Task brief: Reproduce the data below line for line, changing nothing.

Data:
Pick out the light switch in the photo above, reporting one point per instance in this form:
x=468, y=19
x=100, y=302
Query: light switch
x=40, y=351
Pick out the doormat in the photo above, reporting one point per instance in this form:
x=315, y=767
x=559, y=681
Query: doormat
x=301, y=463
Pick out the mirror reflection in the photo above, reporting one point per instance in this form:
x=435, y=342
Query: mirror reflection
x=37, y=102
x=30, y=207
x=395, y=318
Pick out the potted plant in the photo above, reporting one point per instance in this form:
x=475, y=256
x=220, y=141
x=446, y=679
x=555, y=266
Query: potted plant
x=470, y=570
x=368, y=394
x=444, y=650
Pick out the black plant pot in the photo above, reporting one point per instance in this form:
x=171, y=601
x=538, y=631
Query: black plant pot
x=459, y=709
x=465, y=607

Task output:
Pick out the light switch in the photo above, reporting one point per instance in this form:
x=468, y=19
x=100, y=302
Query: light switch
x=40, y=351
Pick out the doormat in the photo above, reporting one point per instance in this form:
x=315, y=767
x=559, y=681
Query: doormat
x=301, y=463
Pick out the mirror reflection in the photo above, reporting one point per instance in this form:
x=435, y=342
Query: mirror reflection
x=37, y=102
x=30, y=207
x=395, y=318
Pick out the potted plant in the photo above, reporting one point per instance in this form:
x=475, y=256
x=220, y=141
x=446, y=679
x=555, y=266
Query: potted plant
x=470, y=570
x=368, y=394
x=444, y=650
Pick out the black plant pot in the photo above, reporting one point per instance in this form:
x=171, y=601
x=538, y=631
Query: black plant pot
x=459, y=709
x=465, y=607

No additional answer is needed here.